--- begin EXTRACT PROVIDED ---
Oh, she serenades me so lovingly in the crepuscule of the park, the last lark. Does she really want to fraternise with this fluorescent shade? You are from the social services, Mevrouw? What? Come closer chincherinchee, I’m hard of hearing. You’re from the service that does the annual census of rough sleepers? She looks at me! Oh what an expert gaze rests upon me! Diva of the indolents in the catacombs of Krijtberg, sleep-counter of the stone-broke in the Heiligeweg!

At the end of July I shared a few thoughts about translation, arguing that a translated text need not be cleansed of all the linguistic flavour of the source language, especially slang, vernacular or wordplay woven into the original narrative. It may not always be possible or desirable to maintain certain elements, and sometimes transferring the rhythm and feel of an idiosyncratic expression may require the creation of a new word or the unconventional use of English, but it’s a balancing act. Strip away too much and, unbeknownst to the reader, the smooth sounding rendition they hold in their hands may have come at the cost of much of the energy and charm of the original. It might arrive prechewed, if you like, as if to make it more digestible. And unless you know the source material and language, who’s the wiser?
--- end EXTRACT PROVIDED ---
[WORK INSTRUCTIONS] Copy the passage on translation above from "At the end of" up to and including "who’s the wiser?", substituting "juggling act" for "balancing act".
--- begin DATASET SECTION ---
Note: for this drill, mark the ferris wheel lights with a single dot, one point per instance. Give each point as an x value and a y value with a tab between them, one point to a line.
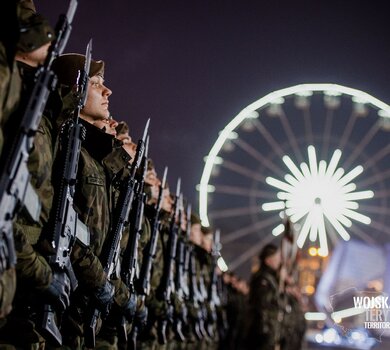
--- end DATASET SECTION ---
[ANSWER TO THIS PROBLEM]
At the end of July I shared a few thoughts about translation, arguing that a translated text need not be cleansed of all the linguistic flavour of the source language, especially slang, vernacular or wordplay woven into the original narrative. It may not always be possible or desirable to maintain certain elements, and sometimes transferring the rhythm and feel of an idiosyncratic expression may require the creation of a new word or the unconventional use of English, but it’s a juggling act. Strip away too much and, unbeknownst to the reader, the smooth sounding rendition they hold in their hands may have come at the cost of much of the energy and charm of the original. It might arrive prechewed, if you like, as if to make it more digestible. And unless you know the source material and language, who’s the wiser?